Gather each line of the material below that contains the string "shorts". Case counts.

---- DATA SUPPLIED

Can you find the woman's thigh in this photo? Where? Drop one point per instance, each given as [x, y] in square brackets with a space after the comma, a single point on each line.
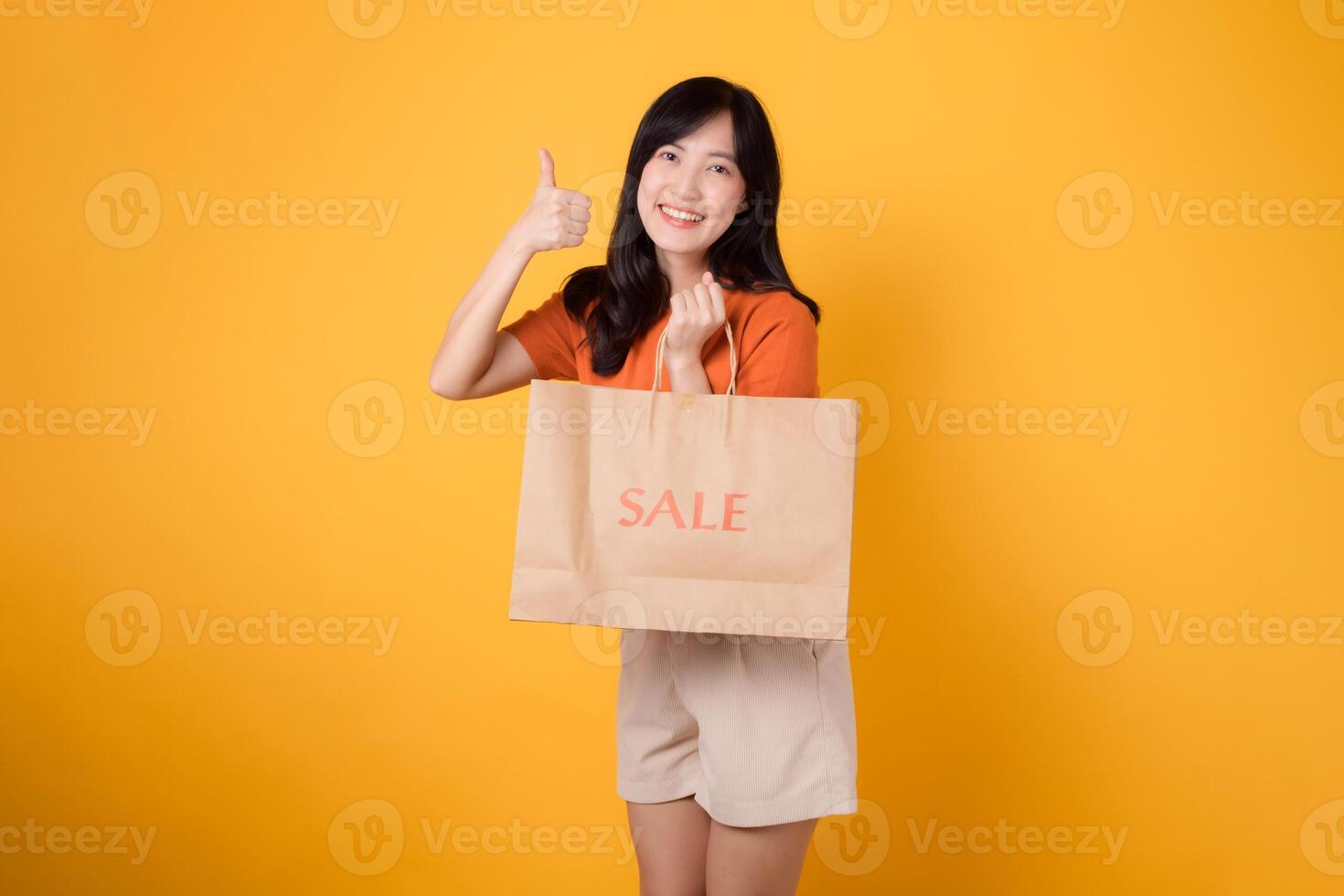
[757, 861]
[671, 841]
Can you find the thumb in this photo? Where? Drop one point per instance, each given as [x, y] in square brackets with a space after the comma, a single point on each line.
[548, 169]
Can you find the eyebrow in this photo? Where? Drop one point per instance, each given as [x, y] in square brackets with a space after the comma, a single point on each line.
[712, 152]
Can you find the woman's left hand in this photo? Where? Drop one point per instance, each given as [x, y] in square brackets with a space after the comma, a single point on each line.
[697, 315]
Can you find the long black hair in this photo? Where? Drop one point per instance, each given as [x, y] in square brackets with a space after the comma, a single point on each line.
[632, 291]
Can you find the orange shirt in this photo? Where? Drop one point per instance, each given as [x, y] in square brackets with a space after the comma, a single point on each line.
[774, 336]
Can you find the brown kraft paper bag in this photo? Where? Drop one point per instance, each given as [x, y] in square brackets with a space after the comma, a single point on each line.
[683, 512]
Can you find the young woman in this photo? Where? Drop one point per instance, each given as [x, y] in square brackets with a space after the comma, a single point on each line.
[729, 749]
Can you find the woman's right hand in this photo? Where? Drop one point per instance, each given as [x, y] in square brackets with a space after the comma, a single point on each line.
[555, 218]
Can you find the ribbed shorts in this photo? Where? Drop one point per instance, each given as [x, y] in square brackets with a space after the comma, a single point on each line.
[760, 730]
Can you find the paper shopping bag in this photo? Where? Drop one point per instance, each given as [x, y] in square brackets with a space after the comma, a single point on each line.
[709, 513]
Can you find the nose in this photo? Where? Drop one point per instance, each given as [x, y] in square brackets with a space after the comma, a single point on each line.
[688, 185]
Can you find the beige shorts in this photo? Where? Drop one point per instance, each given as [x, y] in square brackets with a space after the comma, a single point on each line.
[760, 730]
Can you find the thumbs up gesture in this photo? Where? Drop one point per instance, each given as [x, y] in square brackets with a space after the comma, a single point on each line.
[555, 218]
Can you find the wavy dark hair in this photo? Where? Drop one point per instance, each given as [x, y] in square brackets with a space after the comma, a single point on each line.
[632, 291]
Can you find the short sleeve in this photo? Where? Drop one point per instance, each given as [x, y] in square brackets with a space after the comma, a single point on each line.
[546, 336]
[781, 360]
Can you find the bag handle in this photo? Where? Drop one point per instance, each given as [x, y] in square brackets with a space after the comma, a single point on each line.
[732, 359]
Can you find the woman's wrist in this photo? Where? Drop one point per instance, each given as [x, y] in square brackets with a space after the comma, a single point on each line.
[682, 361]
[515, 246]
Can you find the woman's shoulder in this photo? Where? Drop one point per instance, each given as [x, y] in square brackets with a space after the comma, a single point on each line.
[777, 305]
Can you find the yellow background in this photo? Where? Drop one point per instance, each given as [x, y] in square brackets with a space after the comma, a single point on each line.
[248, 495]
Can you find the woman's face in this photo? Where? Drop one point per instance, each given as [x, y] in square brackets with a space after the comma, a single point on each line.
[691, 189]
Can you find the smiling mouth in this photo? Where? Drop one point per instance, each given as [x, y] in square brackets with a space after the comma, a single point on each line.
[680, 217]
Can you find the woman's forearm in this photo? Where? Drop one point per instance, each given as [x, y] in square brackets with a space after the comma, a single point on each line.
[687, 375]
[468, 344]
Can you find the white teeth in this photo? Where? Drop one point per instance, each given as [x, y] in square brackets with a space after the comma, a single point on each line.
[682, 215]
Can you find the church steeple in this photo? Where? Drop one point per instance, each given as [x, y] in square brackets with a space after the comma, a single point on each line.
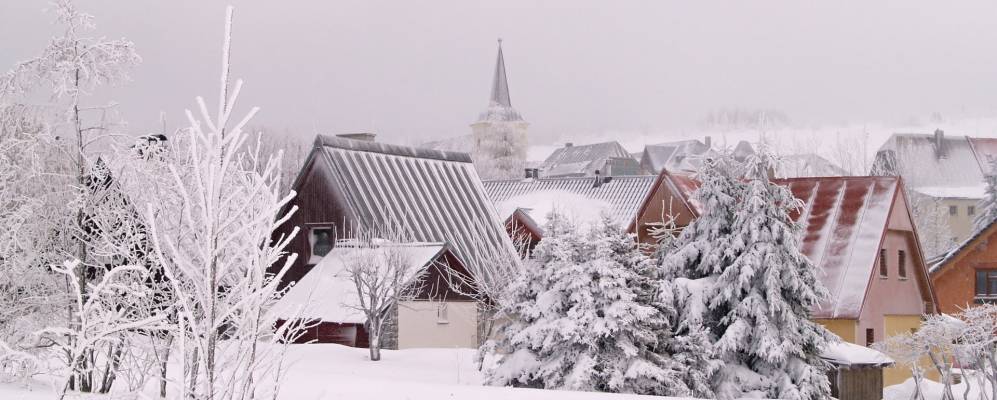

--------

* [RESPONSE TO THIS EXERCISE]:
Can you find the ribbed shorts in this photo? Where? Drop one point per instance, each given as [x, y] in square brackets with a space after the comma, a single point on each line.
Can you find the beige shorts in this photo? Where? Drop one point per instance, each given as [x, y] in square brackets with a space after the comma, a single point on each line.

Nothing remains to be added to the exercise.